## PROBLEM
Copy each of the following items word for word, changing nothing.
[Begin RAW RECORDS]
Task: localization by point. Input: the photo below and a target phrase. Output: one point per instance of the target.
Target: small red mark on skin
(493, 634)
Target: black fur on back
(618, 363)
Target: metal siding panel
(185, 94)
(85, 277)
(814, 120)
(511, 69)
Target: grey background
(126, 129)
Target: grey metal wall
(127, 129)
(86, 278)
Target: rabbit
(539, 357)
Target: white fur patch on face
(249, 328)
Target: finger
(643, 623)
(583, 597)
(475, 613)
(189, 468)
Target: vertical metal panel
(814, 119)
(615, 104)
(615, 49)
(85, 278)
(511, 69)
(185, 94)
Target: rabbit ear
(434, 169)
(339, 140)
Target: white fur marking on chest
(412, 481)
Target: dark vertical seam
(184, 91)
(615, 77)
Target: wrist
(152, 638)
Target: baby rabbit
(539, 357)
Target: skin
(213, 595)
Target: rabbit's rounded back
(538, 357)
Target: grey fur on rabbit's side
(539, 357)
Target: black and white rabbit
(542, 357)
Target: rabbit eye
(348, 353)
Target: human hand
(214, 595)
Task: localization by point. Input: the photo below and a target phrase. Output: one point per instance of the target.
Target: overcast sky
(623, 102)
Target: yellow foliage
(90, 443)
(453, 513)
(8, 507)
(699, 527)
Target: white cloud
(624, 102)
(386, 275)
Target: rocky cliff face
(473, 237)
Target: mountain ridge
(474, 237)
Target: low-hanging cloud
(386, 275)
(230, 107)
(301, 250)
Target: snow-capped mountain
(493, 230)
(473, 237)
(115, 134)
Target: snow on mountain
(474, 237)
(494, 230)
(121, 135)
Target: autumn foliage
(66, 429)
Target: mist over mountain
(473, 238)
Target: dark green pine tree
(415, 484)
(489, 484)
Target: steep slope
[End RAW RECORDS]
## TASK OUTPUT
Task: localization by point. Input: the photo below and a target phrase. Output: one point per instance of the target.
Target: small red mark on skin
(493, 634)
Target: black fur on back
(618, 363)
Target: metal siding panel
(185, 94)
(85, 277)
(814, 120)
(511, 69)
Target: grey background
(126, 129)
Target: grey metal wall
(127, 129)
(86, 278)
Target: rabbit
(539, 357)
Target: white fur patch on face
(249, 328)
Target: finger
(643, 623)
(583, 597)
(475, 613)
(189, 468)
Target: vertical metal panel
(814, 119)
(615, 104)
(615, 49)
(85, 278)
(511, 69)
(185, 94)
Target: rabbit ear
(434, 169)
(339, 140)
Target: white fur marking on chest
(412, 481)
Target: dark vertical seam
(184, 91)
(615, 77)
Target: wrist
(152, 638)
Target: baby rabbit
(539, 357)
Target: skin
(213, 595)
Target: rabbit's rounded back
(538, 357)
Target: grey fur on rabbit's side
(539, 357)
Target: black and white rabbit
(542, 357)
Target: rabbit eye
(348, 353)
Target: human hand
(214, 595)
Task: localization by point. Input: the photo below and a target phrase. Output: one point per instance of the target.
Target: overcast sky
(623, 102)
Target: yellow foliage
(90, 443)
(453, 513)
(8, 507)
(699, 527)
Target: white cloud
(624, 102)
(386, 275)
Target: rocky cliff face
(473, 237)
Target: mountain ridge
(474, 237)
Target: low-hanging cloud
(386, 275)
(230, 107)
(301, 250)
Target: snow-capped mountain
(493, 230)
(473, 237)
(115, 134)
Target: snow on mountain
(474, 237)
(494, 230)
(121, 135)
Target: autumn foliage
(66, 429)
Target: mist over mountain
(473, 238)
Target: dark green pine tree
(415, 484)
(489, 484)
Target: steep slope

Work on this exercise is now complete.